• Objetivo 1
No artigo sobre a reclamação, qual inciso do art. 988 do NCPC/15 prevê a nova hipótese de cabimento?

BREVES NOÇÕES ACERCA DA NOVA REGULAMENTAÇÃO DA RECLAMAÇÃO NO  NCPC/15 

REGISTRO DOI: 10.5281/zenodo.10800853


Daniela Mizrahi Suster


RESUMO 

A elaboração do presente artigo tem como propósito a realização de uma breve  análise acerca da inserção de uma nova hipótese de cabimento da Reclamação, nos termos  do art.988, inciso IV do NCPC/15, bastante evidenciada, e que contribui indubitavelmente  para o endosso da tese segunda a qual o julgamento em incidentes de assunção de  competência (IAC) ou de resolução de demandas repetitivas (IRDR) resultam na formação  de precedentes de observância obrigatória. 

Palavras Chaves: Reclamação. Precedente judicial. Padrões decisórios.  

1. INTRODUÇÃO 

No presente artigo trataremos acerca da chamada reclamação, tema de maior  relevância no ordenamento processual pátrio. Como nos ensina em sua obra Guilherme  Freire de Melo Barros, não se trata de instituto exclusivo do direito processual público,  e muito menos recebe tratamento diferenciado do ordenamento nos casos em que  envolve pessoa jurídica da administração (direta ou indireta)1.  

A reclamação foi originalmente disciplinada pela constituição federal (daí a ser classicamente denominada “reclamação constitucional”), e serve como importantíssimo  mecanismo voltado a assegurar a competência e a autoridade das decisões dos tribunais,  inicialmente apenas do Supremo Tribunal Federal (STF) e do Superior Tribunal de  Justiça (STJ), bem como à garantia de observância das suas decisões.  

Cuida-se de processo de competência originária dos tribunais, que teve o seu  alcance consideravelmente dilatado por meio do novo código de processo civil,  passando a prever o instrumento com aplicação ampla a qualquer tribunal2, que, diga-se  de passagem, tratou-se de alteração adequada por parte da lei. Como reforça Leonardo  Carneiro da Cunha, um eventual descabimento do instituto perante tribunais de justiça e  regionais federais poderia provocar o que o autor apelida de uma “lacuna jurídica  ameaçadora”3

2. NATUREZA JURÍDICA DA RECLAMAÇÃO 

No que toca a natureza jurídica do instituto, verifica-se grande divergência  doutrinária e jurisprudencial. Inicialmente, quando questionado acerca da controvérsia,  o supremo tribunal federal adotou a tese segundo a qual a reclamação seria considerada  como expressão do direito constitucional de petição, previsto no art.5º, inciso XXXIV,  alínea “a”4 da carta maior, garantia individual fundamental do cidadão.

Registros do conjunto de dados:
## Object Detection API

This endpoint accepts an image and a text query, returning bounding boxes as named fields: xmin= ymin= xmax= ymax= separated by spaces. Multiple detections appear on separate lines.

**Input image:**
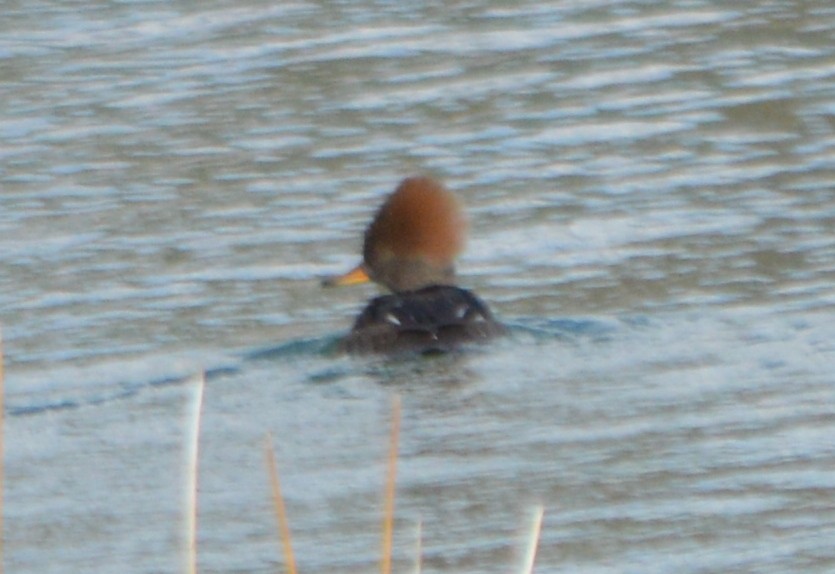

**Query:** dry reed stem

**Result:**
xmin=415 ymin=519 xmax=423 ymax=574
xmin=520 ymin=506 xmax=545 ymax=574
xmin=264 ymin=433 xmax=296 ymax=574
xmin=185 ymin=373 xmax=206 ymax=574
xmin=380 ymin=396 xmax=400 ymax=574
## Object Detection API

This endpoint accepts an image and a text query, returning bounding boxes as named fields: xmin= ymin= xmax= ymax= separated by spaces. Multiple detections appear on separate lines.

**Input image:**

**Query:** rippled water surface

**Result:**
xmin=0 ymin=0 xmax=835 ymax=574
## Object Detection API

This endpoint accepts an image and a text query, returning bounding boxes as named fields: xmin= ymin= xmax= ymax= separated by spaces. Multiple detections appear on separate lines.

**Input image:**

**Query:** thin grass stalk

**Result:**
xmin=185 ymin=373 xmax=206 ymax=574
xmin=519 ymin=506 xmax=545 ymax=574
xmin=380 ymin=396 xmax=400 ymax=574
xmin=415 ymin=519 xmax=423 ymax=574
xmin=265 ymin=433 xmax=296 ymax=574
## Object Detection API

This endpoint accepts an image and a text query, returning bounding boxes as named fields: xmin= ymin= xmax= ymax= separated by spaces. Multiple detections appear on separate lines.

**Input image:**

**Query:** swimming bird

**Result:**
xmin=323 ymin=176 xmax=505 ymax=353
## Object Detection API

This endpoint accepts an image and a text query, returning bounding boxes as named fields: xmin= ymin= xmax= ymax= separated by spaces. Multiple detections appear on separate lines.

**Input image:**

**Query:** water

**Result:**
xmin=0 ymin=0 xmax=835 ymax=573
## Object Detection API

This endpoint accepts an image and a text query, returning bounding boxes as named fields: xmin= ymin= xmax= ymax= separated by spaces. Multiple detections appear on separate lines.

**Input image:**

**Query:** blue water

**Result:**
xmin=0 ymin=0 xmax=835 ymax=574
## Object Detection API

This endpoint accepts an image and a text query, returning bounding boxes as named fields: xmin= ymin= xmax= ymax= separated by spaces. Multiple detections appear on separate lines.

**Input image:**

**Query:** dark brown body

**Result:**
xmin=340 ymin=285 xmax=505 ymax=354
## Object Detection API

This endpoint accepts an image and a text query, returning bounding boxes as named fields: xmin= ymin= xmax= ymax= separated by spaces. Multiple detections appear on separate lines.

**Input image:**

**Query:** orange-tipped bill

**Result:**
xmin=322 ymin=263 xmax=371 ymax=287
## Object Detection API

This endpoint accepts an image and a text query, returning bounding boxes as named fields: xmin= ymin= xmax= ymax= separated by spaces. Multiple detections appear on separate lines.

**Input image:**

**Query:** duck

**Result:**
xmin=322 ymin=176 xmax=506 ymax=354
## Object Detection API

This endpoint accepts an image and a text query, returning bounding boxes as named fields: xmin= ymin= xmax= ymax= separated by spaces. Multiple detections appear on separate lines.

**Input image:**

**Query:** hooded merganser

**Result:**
xmin=323 ymin=177 xmax=505 ymax=353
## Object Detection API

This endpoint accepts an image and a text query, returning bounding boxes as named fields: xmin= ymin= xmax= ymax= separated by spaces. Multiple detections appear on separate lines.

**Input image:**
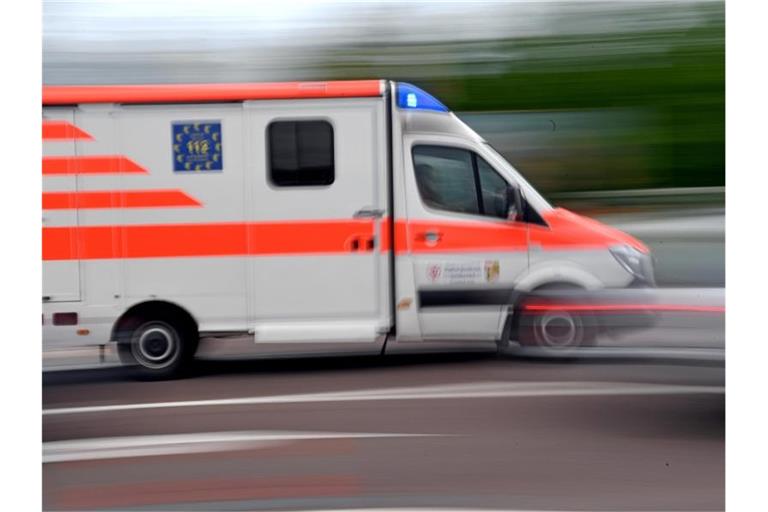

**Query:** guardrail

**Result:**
xmin=548 ymin=187 xmax=725 ymax=208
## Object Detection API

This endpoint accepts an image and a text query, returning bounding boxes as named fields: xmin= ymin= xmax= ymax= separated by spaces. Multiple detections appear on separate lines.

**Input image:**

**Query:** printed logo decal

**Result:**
xmin=171 ymin=121 xmax=224 ymax=172
xmin=485 ymin=260 xmax=500 ymax=283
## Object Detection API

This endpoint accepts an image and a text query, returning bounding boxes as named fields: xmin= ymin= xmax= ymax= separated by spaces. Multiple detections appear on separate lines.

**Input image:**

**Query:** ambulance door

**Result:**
xmin=405 ymin=136 xmax=528 ymax=341
xmin=245 ymin=98 xmax=392 ymax=344
xmin=42 ymin=108 xmax=81 ymax=302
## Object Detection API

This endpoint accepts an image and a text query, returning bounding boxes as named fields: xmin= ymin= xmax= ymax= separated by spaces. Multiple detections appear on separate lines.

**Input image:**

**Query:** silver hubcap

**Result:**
xmin=132 ymin=323 xmax=179 ymax=368
xmin=536 ymin=311 xmax=583 ymax=347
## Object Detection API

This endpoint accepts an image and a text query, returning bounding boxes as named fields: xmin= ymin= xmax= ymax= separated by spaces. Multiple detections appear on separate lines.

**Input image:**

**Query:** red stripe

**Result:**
xmin=43 ymin=217 xmax=632 ymax=259
xmin=43 ymin=120 xmax=93 ymax=140
xmin=43 ymin=219 xmax=373 ymax=260
xmin=43 ymin=190 xmax=202 ymax=210
xmin=43 ymin=80 xmax=382 ymax=105
xmin=523 ymin=304 xmax=725 ymax=313
xmin=43 ymin=155 xmax=147 ymax=175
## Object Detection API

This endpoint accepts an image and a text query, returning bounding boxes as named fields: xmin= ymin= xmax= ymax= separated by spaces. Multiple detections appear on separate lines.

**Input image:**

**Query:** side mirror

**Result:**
xmin=507 ymin=187 xmax=523 ymax=222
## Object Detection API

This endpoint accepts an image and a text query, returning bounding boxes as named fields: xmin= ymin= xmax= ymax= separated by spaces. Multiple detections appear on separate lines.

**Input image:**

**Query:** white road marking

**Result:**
xmin=43 ymin=381 xmax=725 ymax=416
xmin=43 ymin=431 xmax=441 ymax=464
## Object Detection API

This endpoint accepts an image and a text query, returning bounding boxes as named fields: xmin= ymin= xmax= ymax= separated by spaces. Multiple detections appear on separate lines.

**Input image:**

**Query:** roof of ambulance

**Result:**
xmin=43 ymin=80 xmax=385 ymax=105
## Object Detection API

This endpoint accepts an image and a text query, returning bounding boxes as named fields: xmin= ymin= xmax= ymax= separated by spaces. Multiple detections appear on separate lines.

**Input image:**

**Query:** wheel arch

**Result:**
xmin=110 ymin=300 xmax=199 ymax=341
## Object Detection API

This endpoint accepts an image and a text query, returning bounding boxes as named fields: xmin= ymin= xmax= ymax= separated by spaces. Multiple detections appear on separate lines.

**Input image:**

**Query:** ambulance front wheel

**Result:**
xmin=117 ymin=317 xmax=197 ymax=380
xmin=517 ymin=309 xmax=597 ymax=352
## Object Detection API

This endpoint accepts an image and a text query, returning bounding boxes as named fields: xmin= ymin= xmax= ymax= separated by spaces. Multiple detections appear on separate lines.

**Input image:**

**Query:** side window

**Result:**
xmin=476 ymin=156 xmax=509 ymax=219
xmin=267 ymin=120 xmax=335 ymax=187
xmin=413 ymin=146 xmax=509 ymax=219
xmin=413 ymin=146 xmax=480 ymax=214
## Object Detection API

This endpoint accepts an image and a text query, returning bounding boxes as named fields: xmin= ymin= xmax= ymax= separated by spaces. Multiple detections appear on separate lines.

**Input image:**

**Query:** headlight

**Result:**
xmin=611 ymin=245 xmax=649 ymax=280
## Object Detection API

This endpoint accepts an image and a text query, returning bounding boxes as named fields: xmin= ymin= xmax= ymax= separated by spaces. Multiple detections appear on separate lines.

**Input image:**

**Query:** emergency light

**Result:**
xmin=397 ymin=82 xmax=448 ymax=112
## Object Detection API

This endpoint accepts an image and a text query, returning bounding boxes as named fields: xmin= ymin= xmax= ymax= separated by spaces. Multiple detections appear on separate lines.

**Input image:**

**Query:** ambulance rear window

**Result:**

• Objetivo 2
Mostre todas as linhas das entradas que contêm a palavra "wheel".

• Resposta do exercício 1
O inciso IV.

• Resposta do exercício 2
**Query:** wheel arch
**Query:** ambulance front wheel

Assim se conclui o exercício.